• _Given exercise_
Reproduce every one of the following rows verbatim, line by line.
#### Provided entries ####
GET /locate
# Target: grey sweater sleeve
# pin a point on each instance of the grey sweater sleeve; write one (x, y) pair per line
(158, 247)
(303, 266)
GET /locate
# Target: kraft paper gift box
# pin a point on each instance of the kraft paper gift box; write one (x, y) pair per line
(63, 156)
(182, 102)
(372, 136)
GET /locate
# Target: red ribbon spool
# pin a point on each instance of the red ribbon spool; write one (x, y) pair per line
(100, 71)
####
• _Problem solution_
GET /locate
# Target: grey sweater sleeve
# pin a point on each instance of the grey sweater sleeve; write one (x, y) pair per line
(158, 247)
(303, 266)
GET /locate
# Target: kraft paper gift box
# pin a point on each instance of the kraft paper gift box; write one (x, y) pair per line
(63, 156)
(182, 102)
(372, 136)
GET /locate
# Target: red ribbon spool
# pin a point on each instance of the red ribbon spool; write one (x, y) pair per line
(100, 71)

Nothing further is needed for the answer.